Every line in the listing is to be echoed verbatim.

· · · ·

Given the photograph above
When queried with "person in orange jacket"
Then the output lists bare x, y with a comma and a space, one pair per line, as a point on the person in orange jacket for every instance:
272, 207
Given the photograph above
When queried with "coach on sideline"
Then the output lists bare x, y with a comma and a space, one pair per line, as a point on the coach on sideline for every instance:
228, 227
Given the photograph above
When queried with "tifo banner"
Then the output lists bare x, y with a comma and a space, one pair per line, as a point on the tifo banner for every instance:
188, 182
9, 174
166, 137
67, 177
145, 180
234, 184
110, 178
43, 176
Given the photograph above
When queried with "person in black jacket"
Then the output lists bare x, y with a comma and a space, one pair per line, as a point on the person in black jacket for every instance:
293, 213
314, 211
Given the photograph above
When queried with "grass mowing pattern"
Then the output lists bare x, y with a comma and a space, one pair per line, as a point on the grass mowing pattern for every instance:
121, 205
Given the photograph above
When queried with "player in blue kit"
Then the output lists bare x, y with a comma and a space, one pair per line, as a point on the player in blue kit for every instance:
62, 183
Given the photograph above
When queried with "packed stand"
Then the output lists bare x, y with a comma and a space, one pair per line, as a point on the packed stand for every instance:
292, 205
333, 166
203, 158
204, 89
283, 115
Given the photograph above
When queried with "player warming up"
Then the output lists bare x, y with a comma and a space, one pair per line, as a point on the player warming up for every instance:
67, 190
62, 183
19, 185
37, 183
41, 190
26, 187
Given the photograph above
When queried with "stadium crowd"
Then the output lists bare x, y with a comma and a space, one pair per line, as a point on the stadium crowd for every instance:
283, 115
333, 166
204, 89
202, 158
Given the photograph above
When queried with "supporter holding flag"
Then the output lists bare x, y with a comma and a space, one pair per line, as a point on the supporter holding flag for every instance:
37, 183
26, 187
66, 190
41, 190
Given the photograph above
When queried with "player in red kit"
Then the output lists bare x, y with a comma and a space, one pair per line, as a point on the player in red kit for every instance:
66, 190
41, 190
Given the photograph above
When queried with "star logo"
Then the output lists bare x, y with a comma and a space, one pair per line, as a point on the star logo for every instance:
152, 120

· · · ·

**THE COMPLETED TASK:**
Given the photograph above
When queried with "person in orange jacket"
Then the output lists bare x, y with a comma and a space, one pair per line, as a point on the person in orange jacket for every instance:
272, 207
Given the photograph above
When queried with "coach on sideline"
Then the output lists bare x, y with a comma and a space, one pair per line, as a point on the coach on sideline for every instance:
228, 227
Given the photograph above
When queried with "tifo banner"
Then the output lists bare x, y with a comma and a space, one pair per line, as a point on the tifo banner for every instance:
188, 182
9, 174
166, 137
67, 177
145, 180
234, 184
110, 178
43, 176
Given the photograph above
When queried with "person in black jacket"
Then the output lists bare x, y with a comma and a space, one pair per line, as a point on the person in black jacket for every instance:
293, 213
314, 211
Given the photograph above
When queried with "grass mowing pattern"
Then the output lists bare x, y with a comma and a space, one pair per line, as a point on the grass mowing pattern for every instance:
121, 205
Given the photograph above
When queried with "player in blue kit"
Then the output lists bare x, y with a comma and a space, one pair per line, as a point on the player in blue kit for every instance:
62, 183
Given the photograph above
When queried with "packed stand"
Then the output lists bare x, y with a comma and a space, one pair per line, as a point on the packed stand for every instance:
292, 205
333, 166
203, 158
204, 89
283, 115
Given the photograph above
When queried with "player warming up"
Then the output lists bare x, y with a comma and a space, one pair per line, as a point on the player warming up for every instance:
67, 190
62, 183
19, 185
37, 183
41, 190
26, 187
Given the photograph above
When queried with "stadium crowd"
Then the output lists bare x, y with a comma and a space, one pair per line, as a point on the stadium crowd for every instance:
283, 115
333, 166
204, 89
202, 158
Given the photograph above
When queried with "supporter holding flag"
Then the output lists bare x, y with a comma and a space, one pair per line, as a point on the supporter holding flag for every instance:
37, 183
26, 187
66, 190
41, 190
Given the photograph above
When queried with "player in red kit"
Then the output lists bare x, y with a comma and a space, one pair per line, as a point on the player in red kit for every instance:
66, 190
41, 190
Given the photograph above
When queried with "star logo"
Then the output lists bare x, y with a comma and a space, one pair per line, as a point on the star logo for every instance:
152, 120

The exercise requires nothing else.